**AIM OF THE EXERCISE**. Retype each of the entries below word for word, without any changes.

:: DATASET ROWS ::

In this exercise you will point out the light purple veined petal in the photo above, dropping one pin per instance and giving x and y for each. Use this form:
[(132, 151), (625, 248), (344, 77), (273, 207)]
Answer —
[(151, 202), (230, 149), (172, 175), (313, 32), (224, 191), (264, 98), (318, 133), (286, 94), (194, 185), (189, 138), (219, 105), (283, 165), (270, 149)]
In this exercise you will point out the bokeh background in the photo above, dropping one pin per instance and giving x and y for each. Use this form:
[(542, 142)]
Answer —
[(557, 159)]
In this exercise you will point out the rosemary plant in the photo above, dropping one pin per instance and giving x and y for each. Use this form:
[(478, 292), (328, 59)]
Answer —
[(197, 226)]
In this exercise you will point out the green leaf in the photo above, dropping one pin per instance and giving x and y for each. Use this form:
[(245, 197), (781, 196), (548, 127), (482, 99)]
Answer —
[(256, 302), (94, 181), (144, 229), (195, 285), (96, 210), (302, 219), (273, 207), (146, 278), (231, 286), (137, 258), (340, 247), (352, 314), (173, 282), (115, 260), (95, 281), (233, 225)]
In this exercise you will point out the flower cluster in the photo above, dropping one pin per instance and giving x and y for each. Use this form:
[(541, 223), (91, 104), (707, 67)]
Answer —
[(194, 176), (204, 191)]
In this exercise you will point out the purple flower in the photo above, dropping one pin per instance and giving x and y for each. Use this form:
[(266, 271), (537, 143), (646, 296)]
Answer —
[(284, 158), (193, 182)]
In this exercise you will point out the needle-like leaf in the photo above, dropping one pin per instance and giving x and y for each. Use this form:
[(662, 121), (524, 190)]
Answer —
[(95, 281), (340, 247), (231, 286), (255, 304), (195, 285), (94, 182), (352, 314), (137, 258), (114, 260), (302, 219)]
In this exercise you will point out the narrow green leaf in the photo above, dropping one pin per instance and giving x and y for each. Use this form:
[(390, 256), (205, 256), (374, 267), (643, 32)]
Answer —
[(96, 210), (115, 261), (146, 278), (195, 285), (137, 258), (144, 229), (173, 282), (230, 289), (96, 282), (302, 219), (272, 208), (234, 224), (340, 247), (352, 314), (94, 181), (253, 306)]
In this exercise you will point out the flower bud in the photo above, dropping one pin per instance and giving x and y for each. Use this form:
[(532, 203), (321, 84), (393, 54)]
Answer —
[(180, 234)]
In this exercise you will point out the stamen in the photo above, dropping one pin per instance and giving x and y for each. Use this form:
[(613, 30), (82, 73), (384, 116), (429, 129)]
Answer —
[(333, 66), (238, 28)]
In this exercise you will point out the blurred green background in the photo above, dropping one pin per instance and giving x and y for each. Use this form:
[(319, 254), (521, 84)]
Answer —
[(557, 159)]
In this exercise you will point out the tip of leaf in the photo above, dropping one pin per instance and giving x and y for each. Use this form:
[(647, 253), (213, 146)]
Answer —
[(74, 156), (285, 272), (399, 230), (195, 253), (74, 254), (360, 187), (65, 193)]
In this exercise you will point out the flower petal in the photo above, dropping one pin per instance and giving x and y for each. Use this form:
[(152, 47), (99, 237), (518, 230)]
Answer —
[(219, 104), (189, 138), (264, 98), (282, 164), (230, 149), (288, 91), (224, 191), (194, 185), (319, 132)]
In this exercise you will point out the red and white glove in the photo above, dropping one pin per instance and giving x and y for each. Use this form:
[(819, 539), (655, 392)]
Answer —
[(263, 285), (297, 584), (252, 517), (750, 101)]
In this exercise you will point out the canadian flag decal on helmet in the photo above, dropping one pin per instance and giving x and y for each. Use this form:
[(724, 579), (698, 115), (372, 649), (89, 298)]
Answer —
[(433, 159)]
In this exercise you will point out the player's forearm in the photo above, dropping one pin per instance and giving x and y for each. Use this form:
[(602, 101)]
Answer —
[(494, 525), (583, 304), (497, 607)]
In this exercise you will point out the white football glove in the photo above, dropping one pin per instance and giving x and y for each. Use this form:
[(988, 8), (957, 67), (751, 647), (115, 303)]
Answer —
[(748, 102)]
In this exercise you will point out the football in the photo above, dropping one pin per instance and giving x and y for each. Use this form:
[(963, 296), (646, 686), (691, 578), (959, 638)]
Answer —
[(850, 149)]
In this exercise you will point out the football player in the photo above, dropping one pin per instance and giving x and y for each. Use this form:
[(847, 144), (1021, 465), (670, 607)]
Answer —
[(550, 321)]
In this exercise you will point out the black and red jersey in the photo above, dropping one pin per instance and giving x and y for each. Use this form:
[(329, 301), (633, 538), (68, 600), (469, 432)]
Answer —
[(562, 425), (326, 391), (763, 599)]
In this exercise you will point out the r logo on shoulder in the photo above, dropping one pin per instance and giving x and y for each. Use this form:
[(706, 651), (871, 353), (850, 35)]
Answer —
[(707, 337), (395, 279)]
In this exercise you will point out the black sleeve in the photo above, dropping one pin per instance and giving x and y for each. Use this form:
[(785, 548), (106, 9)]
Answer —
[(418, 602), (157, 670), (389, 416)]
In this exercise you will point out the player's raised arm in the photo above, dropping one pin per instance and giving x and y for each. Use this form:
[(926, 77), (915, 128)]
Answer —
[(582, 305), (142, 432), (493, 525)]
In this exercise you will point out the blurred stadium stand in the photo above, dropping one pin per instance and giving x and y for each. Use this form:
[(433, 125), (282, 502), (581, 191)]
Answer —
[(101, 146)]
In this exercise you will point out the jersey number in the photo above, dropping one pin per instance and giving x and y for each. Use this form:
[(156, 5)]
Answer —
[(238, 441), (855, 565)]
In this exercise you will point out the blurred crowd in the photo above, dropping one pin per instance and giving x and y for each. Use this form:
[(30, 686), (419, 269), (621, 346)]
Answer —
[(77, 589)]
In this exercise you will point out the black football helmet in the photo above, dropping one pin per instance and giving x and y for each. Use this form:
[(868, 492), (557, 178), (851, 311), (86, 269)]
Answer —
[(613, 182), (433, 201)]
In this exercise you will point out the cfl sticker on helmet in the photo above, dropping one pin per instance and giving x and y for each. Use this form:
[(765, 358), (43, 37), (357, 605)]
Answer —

:::

**EXERCISE RESULT**.
In this exercise you will point out the light purple veined petal in the photo above, dropping one pin per instance and giving x and y for each. Use this form:
[(132, 151), (625, 248), (344, 77), (273, 207)]
Answer —
[(151, 202), (230, 149), (172, 175), (313, 32), (224, 191), (264, 98), (318, 133), (286, 94), (194, 185), (189, 138), (219, 105), (283, 165), (270, 149)]
In this exercise you will point out the bokeh background in the photo above, dropping one pin per instance and giving x and y for each. Use this form:
[(542, 142)]
Answer —
[(557, 159)]
In this exercise you will point out the rosemary plant in the photo above, dropping one pin per instance and giving x and y for each. Use this form:
[(478, 292), (328, 59)]
Answer —
[(197, 226)]
In this exercise you will point out the green leaf in the photo above, dropping one pin per instance and giving x and y for each. Use this form:
[(245, 197), (781, 196), (548, 127), (482, 99)]
Answer —
[(256, 302), (94, 181), (144, 229), (195, 285), (96, 210), (302, 219), (273, 207), (146, 278), (231, 286), (137, 258), (340, 247), (352, 314), (173, 282), (115, 260), (95, 281), (233, 225)]
In this exercise you will point out the flower cluster in the photo above, dropping one pin per instance and giving x and y for each. Use this form:
[(541, 223), (91, 104), (707, 67)]
Answer —
[(194, 176), (204, 191)]
In this exercise you will point out the purple flower in the photo above, dropping one pin per instance and giving x and y for each. Use this form:
[(266, 271), (537, 143), (646, 296)]
Answer —
[(284, 158), (193, 182)]
In this exercise you will point out the needle-like leaf in the photo above, dropping one pin per instance and giving x and y for each. Use this form:
[(662, 121), (524, 190)]
Answer —
[(95, 281), (340, 247), (231, 286), (255, 304), (195, 285), (94, 182), (352, 314), (137, 258), (114, 260), (302, 219)]
In this exercise you will point out the narrow green leaf in the photo above, dropping one pin per instance and giving x and y for each. Use this form:
[(390, 256), (205, 256), (374, 267), (643, 32)]
Answer —
[(96, 210), (115, 261), (146, 278), (195, 285), (137, 258), (144, 229), (173, 282), (230, 289), (96, 282), (302, 219), (272, 208), (234, 224), (340, 247), (352, 314), (94, 181), (253, 306)]
In this exercise you will point out the flower bud in the photo above, dropping one pin per instance and giving x and y for each. Use this form:
[(532, 203), (321, 84), (393, 54)]
Answer —
[(180, 234)]
In this exercise you will point out the stamen in the photo above, dropping one pin per instance and giving x and y for each. Use this form:
[(613, 30), (82, 73), (384, 116), (429, 129)]
Answer —
[(333, 66), (238, 28)]
In this exercise you will point out the blurred green background in the photo above, dropping one pin per instance and giving x and y for each. Use this form:
[(319, 254), (521, 84)]
Answer —
[(557, 159)]
In this exercise you will point out the tip of leaf in the photo above, dropping one pin per instance and giving x and y for each. Use this form:
[(647, 253), (213, 146)]
Answer —
[(74, 156), (285, 272), (399, 230), (195, 253), (74, 254), (360, 187), (65, 193)]
In this exercise you will point out the flower petal in the photo above, dropping one pin per instance and giving x and y for each. Use this form:
[(152, 47), (99, 237), (518, 230)]
Answer —
[(219, 104), (189, 138), (264, 98), (282, 164), (230, 149), (288, 91), (224, 191), (194, 185), (319, 132)]
In this exercise you will point out the red and white glove in the photo above, dropping one pin per instance and giving x and y for each. Use this form:
[(819, 539), (655, 392)]
Answer —
[(263, 285), (297, 584), (252, 517), (750, 101)]
In this exercise you will point out the canadian flag decal on helmet in the photo above, dropping one pin per instance and giving x and y for each. Use this form:
[(724, 579), (698, 115), (372, 649), (89, 298)]
Answer —
[(433, 159)]
In this exercise you will point out the player's forearm in the photo above, dropping one pin per instance and giving x and y for each. Use this form:
[(602, 101)]
Answer —
[(494, 525), (583, 304), (497, 607)]
In this exercise you will point out the white football glove in the photo above, dropping one pin per instance and giving x and y for each. Use this form:
[(988, 8), (957, 67), (751, 647), (115, 303)]
Answer —
[(748, 102)]
In this exercise you will point out the football in the photo above, dropping one pin per instance and giving x and y for each. Use this form:
[(963, 296), (646, 686), (691, 578), (959, 638)]
Answer —
[(850, 149)]
In this exercise you will point out the football player in the photo above, dropping one pin per instance and giving x and y for each. Use this form:
[(847, 144), (1021, 465), (670, 607)]
Answer —
[(550, 321)]
In this exercise you will point out the black and red jersey in the photo above, dropping one pin per instance and giving x and y for each. Use this form:
[(329, 301), (633, 538), (68, 600), (469, 432)]
Answer —
[(562, 425), (326, 391), (763, 599)]
In this exercise you will point out the r logo on shoulder in the photo above, dropping one pin per instance and giving x and y for each. Use this form:
[(706, 651), (871, 353), (850, 35)]
Answer —
[(707, 337), (395, 279)]
In this exercise you will point out the black sleeve in the photo above, dropping one pin per instance and giving x and y for each. Use this form:
[(785, 548), (106, 9)]
Answer —
[(418, 602), (157, 670), (389, 416)]
In this exercise you will point out the player's raised arm in the photo above, dropping one pin per instance and giving x and y for each. Use this form:
[(926, 77), (915, 128)]
Answer —
[(582, 305), (142, 432), (493, 525)]
In this exercise you will point out the blurred stadium stand in the photo above, dropping one pin per instance and giving x and y for each. Use this form:
[(433, 125), (282, 502), (581, 191)]
Answer —
[(101, 146)]
In this exercise you will point out the jersey number in the photo above, dropping one pin per instance and giving x and y for each. Use this form:
[(156, 5)]
Answer —
[(238, 441), (855, 565)]
In this exercise you will point out the blurred crowd in the photo above, dropping one pin per instance and giving x and y for each. Use this form:
[(30, 686), (419, 269), (621, 346)]
Answer —
[(77, 589)]
In this exercise you will point out the black football helmet in the photo above, dropping one pin per instance and giving x and y for each. Use this form:
[(868, 492), (557, 178), (851, 311), (86, 269)]
Answer —
[(613, 182), (433, 201)]
In this exercise you will point out the cfl sticker on helmet in the photo above, dropping one pin per instance and giving x and y for each. Use this form:
[(765, 358), (43, 37), (357, 605)]
Answer —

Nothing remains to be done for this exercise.